== Provided data

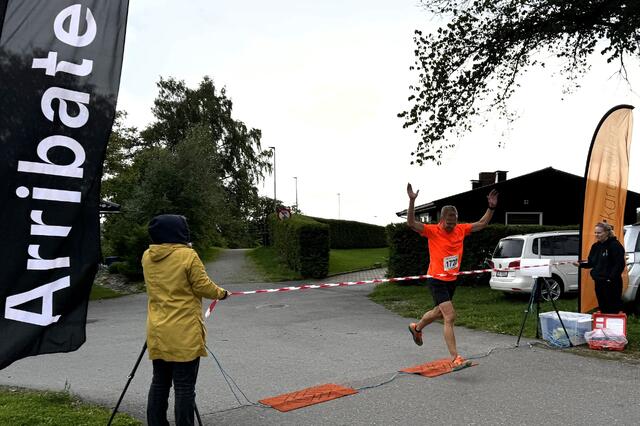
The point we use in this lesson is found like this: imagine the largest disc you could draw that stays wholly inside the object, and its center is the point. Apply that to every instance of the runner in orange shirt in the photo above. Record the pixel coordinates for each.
(445, 254)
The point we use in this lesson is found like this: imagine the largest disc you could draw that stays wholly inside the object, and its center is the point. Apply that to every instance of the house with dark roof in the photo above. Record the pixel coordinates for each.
(544, 197)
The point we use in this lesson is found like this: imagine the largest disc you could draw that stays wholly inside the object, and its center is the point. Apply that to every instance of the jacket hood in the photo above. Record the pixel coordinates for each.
(169, 228)
(157, 252)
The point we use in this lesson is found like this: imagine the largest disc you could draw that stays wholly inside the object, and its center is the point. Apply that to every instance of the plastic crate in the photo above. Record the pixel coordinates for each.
(615, 322)
(575, 323)
(606, 339)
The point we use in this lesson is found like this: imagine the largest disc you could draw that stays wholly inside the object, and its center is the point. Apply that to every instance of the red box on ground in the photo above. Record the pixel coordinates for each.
(616, 322)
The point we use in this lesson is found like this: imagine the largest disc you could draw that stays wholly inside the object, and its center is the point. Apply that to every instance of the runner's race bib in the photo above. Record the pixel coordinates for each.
(450, 262)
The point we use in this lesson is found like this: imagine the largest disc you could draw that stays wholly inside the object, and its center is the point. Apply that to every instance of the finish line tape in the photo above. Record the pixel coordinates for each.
(378, 281)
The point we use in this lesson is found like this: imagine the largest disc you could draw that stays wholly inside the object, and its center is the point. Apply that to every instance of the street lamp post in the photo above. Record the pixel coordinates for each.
(296, 178)
(275, 206)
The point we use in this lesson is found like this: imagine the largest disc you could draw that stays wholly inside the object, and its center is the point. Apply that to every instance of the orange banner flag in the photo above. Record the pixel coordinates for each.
(606, 175)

====

Reproduce all the material exactly, omitting images.

The point we use in this lesson is found like this: imagine the largest disc you could draw that stays wholly inside the object, and its center is the point. Apply that to every instance of the runner in orange shirt in the photo above. Record the pixel coordinates for each.
(445, 254)
The point we use in this lesson is found like this: imagine the largest disc you could draw that stays wholly inside the object, and its center is the point. Apply that to every instance of the house with dark roof in the photo above. Record the pixel coordinates for each.
(544, 197)
The point we use in this lesson is found like this: imagine the largest disc you could draw that stays wholly inside the object, and its center is the point. Apply that to every instance of the jacket hood in the photo above. Record the pixel coordinates for each.
(169, 228)
(157, 252)
The point we use in this lesson is found like this: imagine the largest disc you could draw that stays wholly inside the object, and its center is the point. Apply that to every instance of the plastic crate in the photo above. Record the pixel coordinates for each.
(615, 322)
(575, 323)
(606, 339)
The point we use in this lesson is found like this: imagine the largest disc you could draw that stays wholly inside the object, and its center is the point. Apply that to every instance of the red box on ground in the photo above. Record the pixel coordinates for each.
(616, 322)
The point we use in this lesson is found like this: imagine the largest disc you could draw that stays wholly inside the object, and its center is the point. Apply that to every instance of the runner's race bib in the photo above. Record the pixel coordinates for each.
(450, 262)
The point we use in this lesson is found like this: imagine the largest disc you could draw that stays wholly inside the object, and its center is the point. Apply that to every instance of the finish line tape in the photo above. Record the pixel coordinates for each.
(378, 281)
The point we use in this lesson is found like this: imagine the largest disc you could draw that stays wholly inside the object, and its center is the point. Apply that to every instance of the street lamp post in the photo above. Record the pixel coordinates for each.
(296, 178)
(275, 206)
The point we use in this lesson is found like this: imagine the largest disc you could draw that stays wholly inside the object, and its center is the point. Apply that to every instance of the orange banner flag in the photo above. Record the pixel coordinates for each.
(606, 175)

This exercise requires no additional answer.